## Text for analysis
#####

Berkshire also said first-quarter operating profit was little changed at $7.04 billion, as many of its dozens of businesses withstood supply chain disruptions caused by COVID-19 variants, the Ukraine invasion and rising costs from inflation. read more

Buffett, 91, said it “really feels good” to address shareholders in person, after holding the last two meetings without them. Attendees included JPMorgan Chase & Co (JPM.N) Chief Executive Jamie Dimon and the actor Bill Murray.

Buffett had in his annual shareholder letter in February bemoaned the lack of investment opportunities.

That prompted a shareholder to ask what changed in March, when Berkshire bought 14.6% of Occidental Petroleum Corp (OXY.N) and agreed to buy insurer Alleghany Corp (Y.N) for $11.6 billion.

Buffett said it was simple: he turned to Occidental after reading an analyst report, and to Alleghany after its chief executive, who once led Berkshire’s General Re business, wrote to him.

“Markets do crazy things, and occasionally Berkshire gets a chance to do something,” he said. “It’s not because we’re smart…. I think we’re sane.”

Berkshire spent $51 billion on equities in the quarter, and its cash stake sank more than $40 billion to $106 billion.

But the conglomerate has many cash-generating resources, including its insurance operations, and Buffett assured that reserves won’t run dry.

“We will always have a lot of cash,” he said. “It’s like oxygen, it’s there all the time but if it disappears for a few minutes, it’s all over.”

Buffett and Jain stumbled for answers when asked about whether the Ukraine conflict could degenerate into nuclear war.

Jain, who has drawn Buffett’s praise for decades, said he had a “lack of ability” to estimate Berkshire’s insurance exposure.

Buffett added that there was a “very, very, very low” risk of a nuclear attack, though the world had “come close” during the 1962 Cuban Missile Crisis.

“The world is flipping a coin every day,” Buffett said. “Berkshire does not have an answer.”

Buffett also picked on a favored target in saying stock markets sometimes resembled a casino or gambling partner.

“That existed to an extraordinary degree in the last couple of years, encouraged by Wall Street,” he said.

#####

## Data section
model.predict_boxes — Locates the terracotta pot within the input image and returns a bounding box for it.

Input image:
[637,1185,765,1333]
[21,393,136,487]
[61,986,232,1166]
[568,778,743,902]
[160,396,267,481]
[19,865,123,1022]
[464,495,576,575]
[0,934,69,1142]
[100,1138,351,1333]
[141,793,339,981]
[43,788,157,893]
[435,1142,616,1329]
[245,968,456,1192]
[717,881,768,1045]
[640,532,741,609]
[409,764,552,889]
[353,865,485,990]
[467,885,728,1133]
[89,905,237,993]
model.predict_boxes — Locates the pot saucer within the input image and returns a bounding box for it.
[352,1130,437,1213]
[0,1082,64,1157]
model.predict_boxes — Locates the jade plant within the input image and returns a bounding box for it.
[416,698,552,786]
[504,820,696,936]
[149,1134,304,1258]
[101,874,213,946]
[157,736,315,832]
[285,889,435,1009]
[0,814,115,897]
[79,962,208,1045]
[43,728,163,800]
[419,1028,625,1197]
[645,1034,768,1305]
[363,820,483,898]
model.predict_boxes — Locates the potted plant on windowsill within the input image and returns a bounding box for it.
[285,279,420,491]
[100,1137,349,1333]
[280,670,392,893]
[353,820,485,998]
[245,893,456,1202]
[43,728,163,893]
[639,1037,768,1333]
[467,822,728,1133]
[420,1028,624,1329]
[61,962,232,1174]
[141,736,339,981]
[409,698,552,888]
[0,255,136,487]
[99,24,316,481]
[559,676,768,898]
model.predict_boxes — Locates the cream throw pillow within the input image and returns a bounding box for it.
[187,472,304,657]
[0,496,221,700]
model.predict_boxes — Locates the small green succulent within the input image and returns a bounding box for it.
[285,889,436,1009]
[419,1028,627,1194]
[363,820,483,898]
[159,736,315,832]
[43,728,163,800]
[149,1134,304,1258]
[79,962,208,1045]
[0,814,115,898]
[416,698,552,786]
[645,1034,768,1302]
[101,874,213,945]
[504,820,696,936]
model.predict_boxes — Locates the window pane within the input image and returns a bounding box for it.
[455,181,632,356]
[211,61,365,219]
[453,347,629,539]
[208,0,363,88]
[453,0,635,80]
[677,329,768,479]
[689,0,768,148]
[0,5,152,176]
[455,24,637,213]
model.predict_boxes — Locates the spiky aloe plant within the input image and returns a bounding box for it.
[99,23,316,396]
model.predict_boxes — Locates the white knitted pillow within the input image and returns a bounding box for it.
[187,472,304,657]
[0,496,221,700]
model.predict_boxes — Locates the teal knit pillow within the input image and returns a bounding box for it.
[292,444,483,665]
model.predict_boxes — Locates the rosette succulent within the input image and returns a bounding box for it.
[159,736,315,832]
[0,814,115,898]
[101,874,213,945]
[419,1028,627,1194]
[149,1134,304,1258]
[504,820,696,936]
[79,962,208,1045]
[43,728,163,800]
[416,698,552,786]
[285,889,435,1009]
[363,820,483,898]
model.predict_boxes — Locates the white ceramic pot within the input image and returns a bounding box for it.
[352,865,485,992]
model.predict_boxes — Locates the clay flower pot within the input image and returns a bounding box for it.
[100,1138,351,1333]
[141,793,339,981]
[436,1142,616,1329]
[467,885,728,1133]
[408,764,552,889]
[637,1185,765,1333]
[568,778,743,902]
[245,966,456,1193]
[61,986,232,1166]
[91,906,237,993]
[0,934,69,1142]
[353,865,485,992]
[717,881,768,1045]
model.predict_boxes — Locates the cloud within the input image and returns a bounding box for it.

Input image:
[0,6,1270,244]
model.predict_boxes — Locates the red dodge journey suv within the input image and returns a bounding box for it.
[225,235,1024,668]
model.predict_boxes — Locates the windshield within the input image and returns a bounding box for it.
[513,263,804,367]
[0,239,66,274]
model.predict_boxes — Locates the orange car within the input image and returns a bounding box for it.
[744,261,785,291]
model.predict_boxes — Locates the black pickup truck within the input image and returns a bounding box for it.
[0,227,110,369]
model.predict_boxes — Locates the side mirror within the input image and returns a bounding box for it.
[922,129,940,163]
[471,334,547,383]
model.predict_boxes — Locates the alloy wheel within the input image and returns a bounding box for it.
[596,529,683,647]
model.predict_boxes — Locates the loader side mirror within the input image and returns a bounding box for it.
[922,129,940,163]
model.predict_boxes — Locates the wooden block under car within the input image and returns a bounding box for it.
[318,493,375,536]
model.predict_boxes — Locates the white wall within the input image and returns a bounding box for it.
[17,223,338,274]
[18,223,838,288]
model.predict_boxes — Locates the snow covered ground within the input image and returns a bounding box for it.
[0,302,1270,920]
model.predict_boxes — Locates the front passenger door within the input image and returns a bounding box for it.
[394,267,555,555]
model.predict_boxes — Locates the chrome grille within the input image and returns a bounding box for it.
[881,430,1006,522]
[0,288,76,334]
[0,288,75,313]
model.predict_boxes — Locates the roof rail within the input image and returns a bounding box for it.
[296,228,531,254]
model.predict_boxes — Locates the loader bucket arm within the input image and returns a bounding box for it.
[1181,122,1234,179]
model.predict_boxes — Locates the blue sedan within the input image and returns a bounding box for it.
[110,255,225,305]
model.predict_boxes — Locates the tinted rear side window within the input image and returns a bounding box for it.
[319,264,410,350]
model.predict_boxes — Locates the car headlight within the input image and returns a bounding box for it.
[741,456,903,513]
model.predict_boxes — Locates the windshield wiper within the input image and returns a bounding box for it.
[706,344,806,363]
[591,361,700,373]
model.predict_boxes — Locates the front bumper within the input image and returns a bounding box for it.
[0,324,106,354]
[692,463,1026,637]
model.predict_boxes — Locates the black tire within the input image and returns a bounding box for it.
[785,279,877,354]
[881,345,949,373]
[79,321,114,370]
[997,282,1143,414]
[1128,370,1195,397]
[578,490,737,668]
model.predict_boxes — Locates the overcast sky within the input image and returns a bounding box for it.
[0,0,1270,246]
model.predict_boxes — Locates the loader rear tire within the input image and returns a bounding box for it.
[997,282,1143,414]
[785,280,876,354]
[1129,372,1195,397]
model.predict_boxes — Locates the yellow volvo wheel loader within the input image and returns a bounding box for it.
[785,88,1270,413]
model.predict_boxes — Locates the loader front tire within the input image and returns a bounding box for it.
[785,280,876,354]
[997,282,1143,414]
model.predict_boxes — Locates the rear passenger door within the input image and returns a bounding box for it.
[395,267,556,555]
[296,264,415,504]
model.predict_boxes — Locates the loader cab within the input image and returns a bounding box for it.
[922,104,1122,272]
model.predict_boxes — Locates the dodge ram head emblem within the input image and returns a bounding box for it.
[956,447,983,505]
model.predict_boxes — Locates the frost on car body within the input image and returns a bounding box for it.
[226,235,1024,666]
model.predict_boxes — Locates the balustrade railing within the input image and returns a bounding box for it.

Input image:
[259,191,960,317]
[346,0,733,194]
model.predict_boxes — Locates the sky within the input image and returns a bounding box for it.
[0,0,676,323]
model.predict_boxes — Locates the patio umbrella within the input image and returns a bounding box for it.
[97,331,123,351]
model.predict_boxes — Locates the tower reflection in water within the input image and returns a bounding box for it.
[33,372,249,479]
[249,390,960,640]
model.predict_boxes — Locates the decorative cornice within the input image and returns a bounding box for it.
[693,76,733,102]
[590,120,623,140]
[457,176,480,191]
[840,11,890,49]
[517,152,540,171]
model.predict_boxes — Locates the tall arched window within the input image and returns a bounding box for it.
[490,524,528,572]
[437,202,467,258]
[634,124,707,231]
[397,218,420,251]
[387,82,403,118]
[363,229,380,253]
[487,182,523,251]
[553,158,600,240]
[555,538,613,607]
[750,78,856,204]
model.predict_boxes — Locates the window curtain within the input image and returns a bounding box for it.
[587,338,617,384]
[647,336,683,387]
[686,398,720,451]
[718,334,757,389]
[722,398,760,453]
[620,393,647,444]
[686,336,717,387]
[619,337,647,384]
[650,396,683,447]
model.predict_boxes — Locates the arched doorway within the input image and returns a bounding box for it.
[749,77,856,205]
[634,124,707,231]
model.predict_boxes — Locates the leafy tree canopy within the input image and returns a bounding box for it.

#####

## Activity 1
Answer these questions from the Berkshire article:
(a) How much did Berkshire spend on equities in the quarter?
(b) For how much did Berkshire agree to buy Alleghany Corp?
(c) During which 1962 event did Buffett say the world had "come close" to a nuclear attack?
## Activity 2
Rewrite the paragraph of the Berkshire article that begins "Buffett said it was simple" as a short list.
## Activity 3
Write the next few paragraphs of the Berkshire article, picking up after its last sentence.

## Answer area 1
(a) $51 billion
(b) $11.6 billion
(c) The Cuban Missile Crisis

## Answer area 2
- Occidental: Buffett turned to it after reading an analyst report.
- Alleghany: he turned to it after its chief executive, who once led Berkshire's General Re business, wrote to him.

## Answer area 3
For his part, Munger, 98, echoed Nancy Reagan in criticizing bitcoin, saying that if an advisor suggested you put your retirement account there, “just say no.” Munger also criticized trading firm Robinhood Markets Inc. (HOOD.O) read more

He and Buffett munched their familiar candies from See’s, which Berkshire owns, and drank soda from Coca-Cola, a big Berkshire investment, at the meeting.

Abel defended Berkshire’s BNSF railroad, saying there was “more to be done” to improve operations and customer service, and compete against rival Union Pacific Corp (UNP.N).

Buffett also said Berkshire is designed to assure shareholders that the company and its business culture will survive his and Munger’s departures.

“Berkshire is built forever,” he said.

Shareholders also rejected proposals requiring Berkshire to disclose more about how its businesses promote diversity and address climate risks, and install an independent chairman to replace Buffett in that role. read more

Buffett has run Berkshire since 1965, and Mario Gabelli, chairman of Gamco Advisors and a prominent Berkshire investor, opposed ending his chairmanship.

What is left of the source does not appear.